Quote the full listing word for word.
-- Opening Marker --
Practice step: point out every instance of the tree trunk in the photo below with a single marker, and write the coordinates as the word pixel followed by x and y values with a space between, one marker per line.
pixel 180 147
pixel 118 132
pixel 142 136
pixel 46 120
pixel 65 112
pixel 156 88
-- Closing Marker --
_FINISHED TASK_
Practice step: point out every instance of the tree trunk in the photo below with a single marker, and write the coordinates as the word pixel followed by x and y values with a space between, one marker per line.
pixel 180 147
pixel 118 132
pixel 142 136
pixel 46 120
pixel 65 112
pixel 156 88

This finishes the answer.